(Entries taken from a collection)

+---+

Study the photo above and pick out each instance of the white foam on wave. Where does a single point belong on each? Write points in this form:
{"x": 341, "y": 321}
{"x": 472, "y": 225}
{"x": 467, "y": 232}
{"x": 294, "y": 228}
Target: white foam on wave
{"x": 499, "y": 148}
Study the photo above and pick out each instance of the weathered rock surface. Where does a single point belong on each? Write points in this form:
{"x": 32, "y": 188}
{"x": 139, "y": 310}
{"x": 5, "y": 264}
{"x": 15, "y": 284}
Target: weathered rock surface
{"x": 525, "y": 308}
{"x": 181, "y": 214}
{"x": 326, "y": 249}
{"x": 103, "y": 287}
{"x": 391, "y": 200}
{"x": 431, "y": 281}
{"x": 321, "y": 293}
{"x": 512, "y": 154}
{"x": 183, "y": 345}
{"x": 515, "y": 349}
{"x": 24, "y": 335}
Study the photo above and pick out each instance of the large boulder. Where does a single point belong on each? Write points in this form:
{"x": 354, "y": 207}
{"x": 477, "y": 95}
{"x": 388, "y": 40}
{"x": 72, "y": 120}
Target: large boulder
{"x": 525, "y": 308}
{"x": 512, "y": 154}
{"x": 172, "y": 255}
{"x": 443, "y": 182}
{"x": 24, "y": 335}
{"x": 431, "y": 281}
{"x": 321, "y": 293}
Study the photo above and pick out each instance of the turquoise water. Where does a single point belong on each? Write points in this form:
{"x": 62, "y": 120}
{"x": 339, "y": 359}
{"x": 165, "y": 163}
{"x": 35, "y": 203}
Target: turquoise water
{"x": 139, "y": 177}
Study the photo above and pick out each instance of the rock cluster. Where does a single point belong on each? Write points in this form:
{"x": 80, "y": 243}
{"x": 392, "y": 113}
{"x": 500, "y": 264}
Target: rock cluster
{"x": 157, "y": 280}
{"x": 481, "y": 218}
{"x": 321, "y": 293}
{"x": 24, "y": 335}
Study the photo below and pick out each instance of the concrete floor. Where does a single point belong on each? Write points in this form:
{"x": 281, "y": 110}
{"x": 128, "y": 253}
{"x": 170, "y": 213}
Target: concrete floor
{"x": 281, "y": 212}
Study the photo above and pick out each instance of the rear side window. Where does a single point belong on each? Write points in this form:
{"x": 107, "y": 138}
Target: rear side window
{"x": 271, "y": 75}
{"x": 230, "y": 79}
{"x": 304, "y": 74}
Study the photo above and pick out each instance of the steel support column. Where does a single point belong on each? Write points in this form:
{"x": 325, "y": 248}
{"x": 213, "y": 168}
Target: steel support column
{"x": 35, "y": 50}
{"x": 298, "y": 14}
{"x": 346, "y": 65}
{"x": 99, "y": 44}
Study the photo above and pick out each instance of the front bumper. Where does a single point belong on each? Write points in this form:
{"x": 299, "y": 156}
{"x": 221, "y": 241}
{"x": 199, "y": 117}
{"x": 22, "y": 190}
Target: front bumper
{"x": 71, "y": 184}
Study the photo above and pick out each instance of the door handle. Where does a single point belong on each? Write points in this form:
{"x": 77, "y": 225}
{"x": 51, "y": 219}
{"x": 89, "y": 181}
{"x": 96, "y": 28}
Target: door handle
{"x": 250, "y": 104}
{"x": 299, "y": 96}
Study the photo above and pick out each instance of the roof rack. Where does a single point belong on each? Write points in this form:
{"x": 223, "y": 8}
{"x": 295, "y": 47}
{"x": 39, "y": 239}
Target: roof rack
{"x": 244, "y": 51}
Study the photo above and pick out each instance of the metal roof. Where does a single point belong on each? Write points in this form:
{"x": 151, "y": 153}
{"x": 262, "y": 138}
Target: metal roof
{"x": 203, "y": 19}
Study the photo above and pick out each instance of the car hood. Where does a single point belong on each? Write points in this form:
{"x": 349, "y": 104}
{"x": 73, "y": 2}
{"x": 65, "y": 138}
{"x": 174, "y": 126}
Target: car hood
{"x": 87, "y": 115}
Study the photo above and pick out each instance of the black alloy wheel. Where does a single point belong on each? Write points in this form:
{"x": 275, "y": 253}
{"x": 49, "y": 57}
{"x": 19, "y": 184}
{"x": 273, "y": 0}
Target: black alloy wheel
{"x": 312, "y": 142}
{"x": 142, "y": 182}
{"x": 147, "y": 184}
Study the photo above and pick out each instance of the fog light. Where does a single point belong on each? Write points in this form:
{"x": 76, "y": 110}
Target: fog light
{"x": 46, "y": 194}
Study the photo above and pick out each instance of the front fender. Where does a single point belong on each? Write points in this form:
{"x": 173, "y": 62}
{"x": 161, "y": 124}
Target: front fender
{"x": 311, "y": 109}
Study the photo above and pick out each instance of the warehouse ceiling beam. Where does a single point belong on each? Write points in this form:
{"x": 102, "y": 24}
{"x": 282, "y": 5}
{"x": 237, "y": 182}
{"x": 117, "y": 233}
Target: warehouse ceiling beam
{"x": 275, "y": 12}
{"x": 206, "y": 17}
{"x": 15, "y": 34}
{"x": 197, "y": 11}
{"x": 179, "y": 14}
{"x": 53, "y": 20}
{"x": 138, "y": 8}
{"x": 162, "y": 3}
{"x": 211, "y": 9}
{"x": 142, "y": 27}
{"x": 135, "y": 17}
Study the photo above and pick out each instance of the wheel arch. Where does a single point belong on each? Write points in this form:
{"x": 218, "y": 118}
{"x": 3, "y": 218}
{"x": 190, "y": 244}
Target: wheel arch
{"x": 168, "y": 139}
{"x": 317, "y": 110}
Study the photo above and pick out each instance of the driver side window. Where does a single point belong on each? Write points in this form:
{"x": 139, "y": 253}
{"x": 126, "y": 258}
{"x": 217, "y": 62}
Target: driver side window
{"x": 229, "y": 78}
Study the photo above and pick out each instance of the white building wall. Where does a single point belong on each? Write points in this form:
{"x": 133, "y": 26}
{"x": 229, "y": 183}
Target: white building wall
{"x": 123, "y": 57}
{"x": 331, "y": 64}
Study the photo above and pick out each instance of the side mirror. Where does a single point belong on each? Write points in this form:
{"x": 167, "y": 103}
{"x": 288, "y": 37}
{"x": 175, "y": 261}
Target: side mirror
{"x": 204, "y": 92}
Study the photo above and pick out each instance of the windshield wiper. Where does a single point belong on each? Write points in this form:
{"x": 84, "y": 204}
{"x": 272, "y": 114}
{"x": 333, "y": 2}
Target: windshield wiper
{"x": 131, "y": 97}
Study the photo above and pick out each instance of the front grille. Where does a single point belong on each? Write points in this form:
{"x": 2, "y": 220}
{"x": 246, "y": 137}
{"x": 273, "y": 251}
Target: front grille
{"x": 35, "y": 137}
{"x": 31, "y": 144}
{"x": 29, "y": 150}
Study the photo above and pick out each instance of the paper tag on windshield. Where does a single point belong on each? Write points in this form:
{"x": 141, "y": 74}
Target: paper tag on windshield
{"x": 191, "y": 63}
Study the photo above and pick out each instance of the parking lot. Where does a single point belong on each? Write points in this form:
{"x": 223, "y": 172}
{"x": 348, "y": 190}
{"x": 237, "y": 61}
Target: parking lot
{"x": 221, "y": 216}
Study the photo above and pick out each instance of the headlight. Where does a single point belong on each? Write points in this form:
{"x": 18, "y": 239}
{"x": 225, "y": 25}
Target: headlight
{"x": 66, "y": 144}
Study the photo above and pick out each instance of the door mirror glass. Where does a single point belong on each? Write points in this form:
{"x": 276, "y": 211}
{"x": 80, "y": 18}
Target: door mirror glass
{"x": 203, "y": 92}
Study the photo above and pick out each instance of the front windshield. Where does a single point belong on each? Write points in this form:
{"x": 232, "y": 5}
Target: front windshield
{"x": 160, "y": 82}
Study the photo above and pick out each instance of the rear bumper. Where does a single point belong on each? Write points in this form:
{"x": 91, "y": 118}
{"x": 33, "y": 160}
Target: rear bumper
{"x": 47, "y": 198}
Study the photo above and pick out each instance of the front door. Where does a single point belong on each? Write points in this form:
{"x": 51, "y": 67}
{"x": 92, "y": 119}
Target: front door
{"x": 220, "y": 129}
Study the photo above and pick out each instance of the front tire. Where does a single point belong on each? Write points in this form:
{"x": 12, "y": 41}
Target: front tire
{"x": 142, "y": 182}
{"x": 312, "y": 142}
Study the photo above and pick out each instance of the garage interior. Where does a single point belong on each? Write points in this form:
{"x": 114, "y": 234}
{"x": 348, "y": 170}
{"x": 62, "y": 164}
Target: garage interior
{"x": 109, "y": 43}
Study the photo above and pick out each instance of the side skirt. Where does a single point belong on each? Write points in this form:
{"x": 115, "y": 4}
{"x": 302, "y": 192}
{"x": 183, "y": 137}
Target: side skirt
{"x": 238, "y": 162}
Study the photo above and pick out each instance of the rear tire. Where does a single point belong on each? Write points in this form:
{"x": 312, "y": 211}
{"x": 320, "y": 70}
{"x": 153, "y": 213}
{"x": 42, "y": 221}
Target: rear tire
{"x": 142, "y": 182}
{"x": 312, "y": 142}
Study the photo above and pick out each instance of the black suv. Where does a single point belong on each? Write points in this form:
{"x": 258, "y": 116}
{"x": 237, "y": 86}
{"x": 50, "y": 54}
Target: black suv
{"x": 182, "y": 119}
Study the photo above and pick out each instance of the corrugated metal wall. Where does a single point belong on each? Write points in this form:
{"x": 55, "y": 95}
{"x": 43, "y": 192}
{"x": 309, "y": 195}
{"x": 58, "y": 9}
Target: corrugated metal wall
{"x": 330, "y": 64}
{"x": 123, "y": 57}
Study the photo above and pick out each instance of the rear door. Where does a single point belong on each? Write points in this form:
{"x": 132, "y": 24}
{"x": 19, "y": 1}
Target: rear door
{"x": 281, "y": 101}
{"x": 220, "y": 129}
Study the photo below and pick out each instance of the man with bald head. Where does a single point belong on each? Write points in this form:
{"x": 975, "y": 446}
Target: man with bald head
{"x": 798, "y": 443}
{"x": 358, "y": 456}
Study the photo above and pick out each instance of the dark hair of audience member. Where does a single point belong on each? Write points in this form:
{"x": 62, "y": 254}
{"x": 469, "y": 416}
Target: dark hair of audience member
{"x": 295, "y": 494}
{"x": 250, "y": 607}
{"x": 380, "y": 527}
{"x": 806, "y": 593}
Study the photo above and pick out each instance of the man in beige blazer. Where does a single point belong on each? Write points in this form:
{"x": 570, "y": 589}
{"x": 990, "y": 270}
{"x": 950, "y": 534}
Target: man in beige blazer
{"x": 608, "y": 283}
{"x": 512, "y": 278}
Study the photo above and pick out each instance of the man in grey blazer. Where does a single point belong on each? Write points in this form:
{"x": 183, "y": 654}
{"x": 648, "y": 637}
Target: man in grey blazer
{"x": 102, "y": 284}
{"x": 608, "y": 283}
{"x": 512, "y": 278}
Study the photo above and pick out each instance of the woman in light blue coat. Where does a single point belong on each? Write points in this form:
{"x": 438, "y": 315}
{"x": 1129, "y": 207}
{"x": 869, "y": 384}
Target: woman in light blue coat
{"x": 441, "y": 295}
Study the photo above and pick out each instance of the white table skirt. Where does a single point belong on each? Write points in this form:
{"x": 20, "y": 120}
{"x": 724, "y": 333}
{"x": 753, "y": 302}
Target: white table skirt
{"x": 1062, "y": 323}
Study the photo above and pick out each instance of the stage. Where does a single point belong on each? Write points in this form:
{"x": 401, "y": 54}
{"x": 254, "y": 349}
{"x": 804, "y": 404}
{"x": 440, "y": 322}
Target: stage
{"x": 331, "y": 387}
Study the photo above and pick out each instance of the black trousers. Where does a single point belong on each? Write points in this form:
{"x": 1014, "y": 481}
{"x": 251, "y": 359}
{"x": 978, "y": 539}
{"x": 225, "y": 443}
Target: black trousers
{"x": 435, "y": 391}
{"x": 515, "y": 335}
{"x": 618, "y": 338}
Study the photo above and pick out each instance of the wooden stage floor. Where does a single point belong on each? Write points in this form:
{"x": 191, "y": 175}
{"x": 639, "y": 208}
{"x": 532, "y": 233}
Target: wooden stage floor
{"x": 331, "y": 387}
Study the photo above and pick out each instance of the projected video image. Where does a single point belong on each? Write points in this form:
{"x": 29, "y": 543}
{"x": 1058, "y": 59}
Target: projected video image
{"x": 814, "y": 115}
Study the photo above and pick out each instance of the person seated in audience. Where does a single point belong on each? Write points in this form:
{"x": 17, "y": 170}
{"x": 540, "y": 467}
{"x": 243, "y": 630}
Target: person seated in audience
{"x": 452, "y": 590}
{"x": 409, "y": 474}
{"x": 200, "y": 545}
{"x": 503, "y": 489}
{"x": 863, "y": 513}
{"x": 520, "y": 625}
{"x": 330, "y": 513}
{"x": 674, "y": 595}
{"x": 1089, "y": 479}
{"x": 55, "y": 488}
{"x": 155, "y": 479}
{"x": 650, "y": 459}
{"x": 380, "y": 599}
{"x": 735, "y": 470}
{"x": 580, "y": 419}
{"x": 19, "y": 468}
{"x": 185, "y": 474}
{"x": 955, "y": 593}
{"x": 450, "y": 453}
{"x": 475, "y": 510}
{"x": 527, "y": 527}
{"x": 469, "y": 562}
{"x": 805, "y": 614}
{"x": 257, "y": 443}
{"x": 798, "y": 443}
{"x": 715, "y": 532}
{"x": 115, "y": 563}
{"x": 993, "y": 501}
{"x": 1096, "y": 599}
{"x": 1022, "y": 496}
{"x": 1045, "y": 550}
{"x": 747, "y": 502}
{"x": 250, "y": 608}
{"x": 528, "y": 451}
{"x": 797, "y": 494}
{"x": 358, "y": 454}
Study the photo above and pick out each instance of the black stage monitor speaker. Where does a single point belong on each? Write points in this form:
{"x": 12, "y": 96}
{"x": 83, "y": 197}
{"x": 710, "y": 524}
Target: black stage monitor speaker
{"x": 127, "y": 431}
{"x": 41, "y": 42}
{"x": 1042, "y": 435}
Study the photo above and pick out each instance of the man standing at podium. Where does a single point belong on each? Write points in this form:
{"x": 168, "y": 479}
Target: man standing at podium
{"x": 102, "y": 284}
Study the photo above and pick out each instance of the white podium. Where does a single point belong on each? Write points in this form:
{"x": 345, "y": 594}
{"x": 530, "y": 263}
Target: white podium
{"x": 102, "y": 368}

+---+

Tally the lines of the entries that include the word "below" and give only the total.

> TASK OUTPUT:
2